> [Activity] Read the records beneath this task and copy every line that contains the string "instance".

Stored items
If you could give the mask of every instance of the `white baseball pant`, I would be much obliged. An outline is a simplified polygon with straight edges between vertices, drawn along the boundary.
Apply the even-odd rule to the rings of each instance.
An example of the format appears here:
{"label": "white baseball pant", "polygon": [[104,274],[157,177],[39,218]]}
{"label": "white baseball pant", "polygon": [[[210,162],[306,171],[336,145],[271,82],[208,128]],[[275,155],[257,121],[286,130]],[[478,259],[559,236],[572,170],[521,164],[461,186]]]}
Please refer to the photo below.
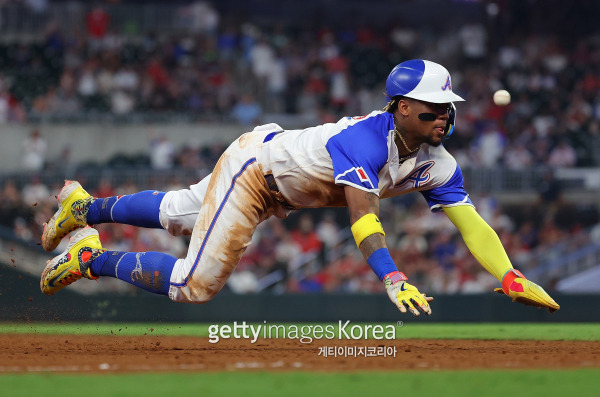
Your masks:
{"label": "white baseball pant", "polygon": [[[278,127],[278,126],[277,126]],[[204,303],[225,285],[250,244],[256,227],[271,215],[289,211],[272,196],[265,137],[273,125],[257,127],[235,140],[213,173],[201,182],[165,194],[160,221],[173,235],[191,234],[187,256],[177,260],[169,297]]]}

> [Exercise result]
If you could give the mask of every instance of the `white baseball pant`, I would be much obliged. An outline is a simplified polygon with straight edges between vertices, drawn along the boundary.
Apply the even-odd rule to the rings of each instance.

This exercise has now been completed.